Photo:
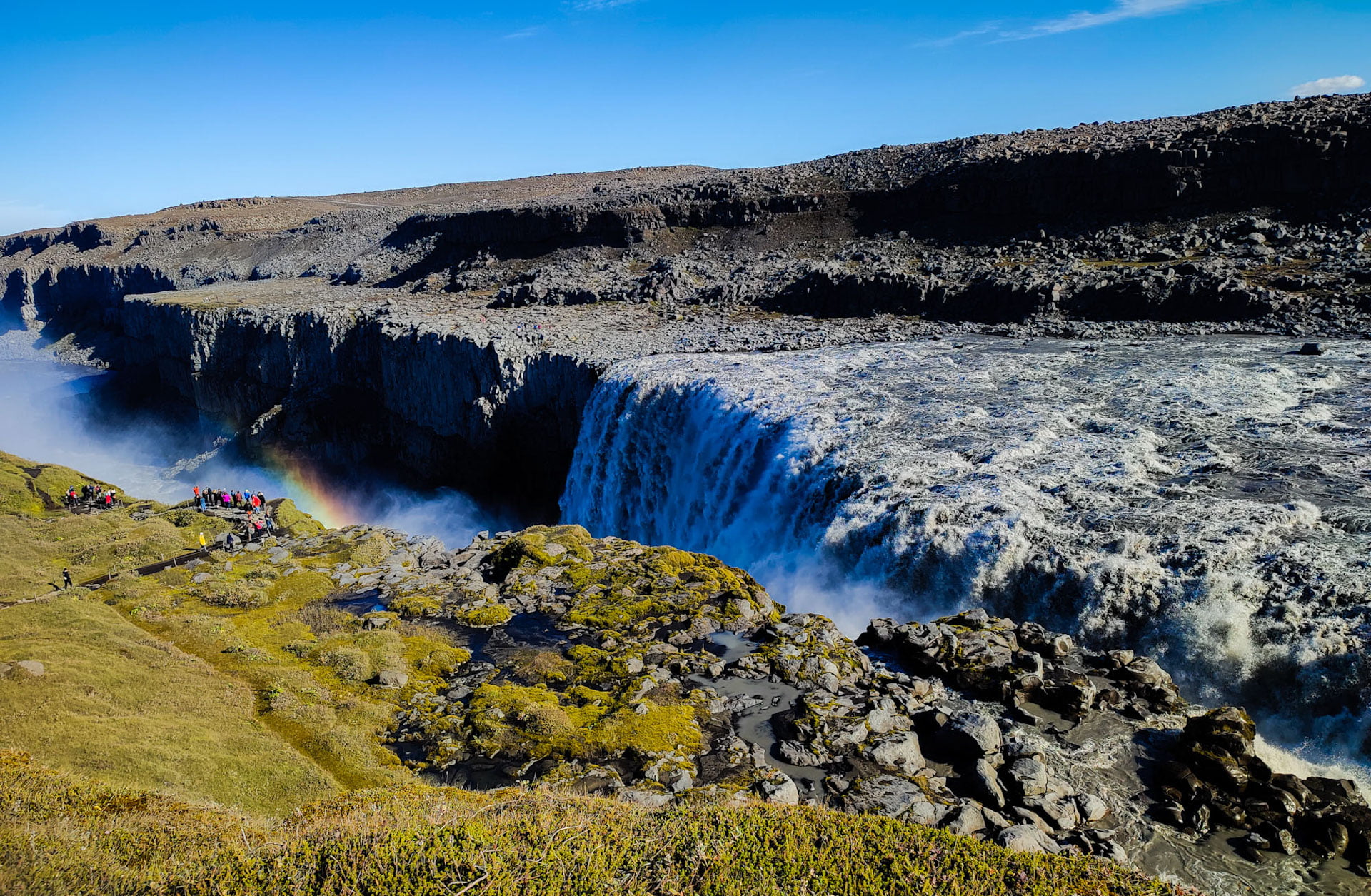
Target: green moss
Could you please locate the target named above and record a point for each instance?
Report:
(531, 548)
(290, 517)
(64, 835)
(418, 606)
(484, 617)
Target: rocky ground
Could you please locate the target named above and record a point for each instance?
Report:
(1253, 214)
(658, 676)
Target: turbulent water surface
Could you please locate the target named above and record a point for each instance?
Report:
(1202, 499)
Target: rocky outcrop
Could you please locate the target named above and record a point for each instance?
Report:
(496, 418)
(654, 675)
(1217, 780)
(1244, 214)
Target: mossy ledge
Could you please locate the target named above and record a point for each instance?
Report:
(546, 665)
(68, 836)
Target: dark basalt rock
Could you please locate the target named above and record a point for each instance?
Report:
(1217, 773)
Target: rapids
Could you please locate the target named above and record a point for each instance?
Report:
(1199, 499)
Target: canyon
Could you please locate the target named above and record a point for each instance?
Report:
(1105, 378)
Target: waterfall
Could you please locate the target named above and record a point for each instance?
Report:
(682, 460)
(1202, 500)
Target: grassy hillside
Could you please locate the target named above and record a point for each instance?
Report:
(186, 714)
(114, 700)
(40, 538)
(134, 710)
(66, 836)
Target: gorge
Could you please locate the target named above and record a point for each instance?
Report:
(1056, 376)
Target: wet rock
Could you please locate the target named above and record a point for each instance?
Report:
(965, 821)
(1028, 777)
(778, 790)
(894, 796)
(973, 735)
(1028, 839)
(898, 752)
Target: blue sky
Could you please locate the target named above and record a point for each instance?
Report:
(116, 109)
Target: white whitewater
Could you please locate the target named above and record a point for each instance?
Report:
(1202, 499)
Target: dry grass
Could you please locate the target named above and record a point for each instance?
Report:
(66, 837)
(132, 710)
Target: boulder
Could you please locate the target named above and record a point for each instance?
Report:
(894, 796)
(965, 821)
(778, 790)
(1028, 777)
(971, 735)
(898, 751)
(1028, 839)
(985, 784)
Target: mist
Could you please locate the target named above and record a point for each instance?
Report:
(54, 413)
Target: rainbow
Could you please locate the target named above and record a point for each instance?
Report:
(306, 487)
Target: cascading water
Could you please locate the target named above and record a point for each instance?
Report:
(1202, 499)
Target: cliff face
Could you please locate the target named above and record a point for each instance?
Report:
(1248, 218)
(357, 389)
(990, 228)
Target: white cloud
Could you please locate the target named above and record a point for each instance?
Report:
(591, 6)
(17, 217)
(1120, 11)
(1327, 85)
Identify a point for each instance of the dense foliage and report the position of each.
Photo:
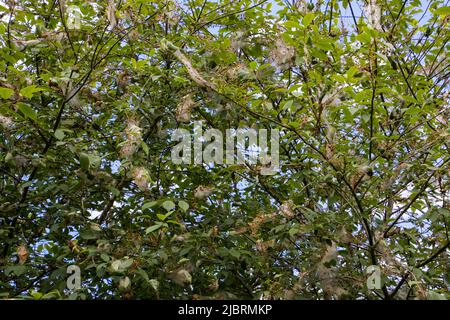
(358, 90)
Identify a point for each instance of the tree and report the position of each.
(92, 91)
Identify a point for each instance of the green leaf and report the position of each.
(183, 205)
(153, 228)
(28, 92)
(168, 205)
(27, 111)
(307, 19)
(84, 161)
(6, 93)
(443, 11)
(149, 205)
(233, 252)
(59, 134)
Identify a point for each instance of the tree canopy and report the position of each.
(91, 91)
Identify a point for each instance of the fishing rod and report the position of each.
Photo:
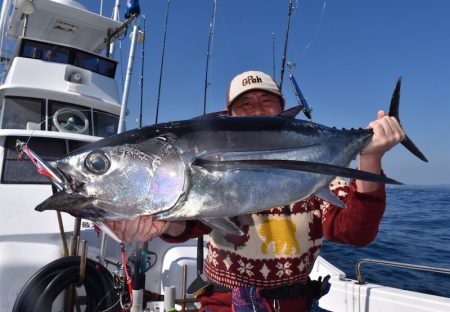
(162, 63)
(210, 39)
(283, 60)
(301, 100)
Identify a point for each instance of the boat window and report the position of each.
(70, 118)
(105, 124)
(60, 54)
(46, 52)
(94, 63)
(24, 171)
(23, 113)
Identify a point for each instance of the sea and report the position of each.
(415, 230)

• • •

**PROBLEM DESCRIPTION:**
Repeat word for word the lines of the records starting at the line that contains "Identify a point for each instance of the sea" and ending at the end of the records.

**REPLY TO THE TASK:**
Identify a point for each instance of the sea and report the position of each.
(415, 230)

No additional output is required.